— start Material shown —
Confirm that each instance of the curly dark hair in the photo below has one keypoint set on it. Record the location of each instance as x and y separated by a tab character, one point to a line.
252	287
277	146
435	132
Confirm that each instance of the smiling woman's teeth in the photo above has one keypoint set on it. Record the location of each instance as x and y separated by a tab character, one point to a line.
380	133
— end Material shown —
*Aim of the exercise*: Copy the records above line for line, without changing any word, number, or tab.

*Solution to this exercise*:
Confirm that each instance of the curly dark hair in the photo below has one keypoint set on it. Record the location of each instance as x and y separated by a tab character, one point to a line.
252	287
277	146
435	132
Confirm that each instance of the smiling woman's teeth in the photo above has one keypoint set on it. Record the location of each instance as x and y separated by a tab character, one point to a line.
380	133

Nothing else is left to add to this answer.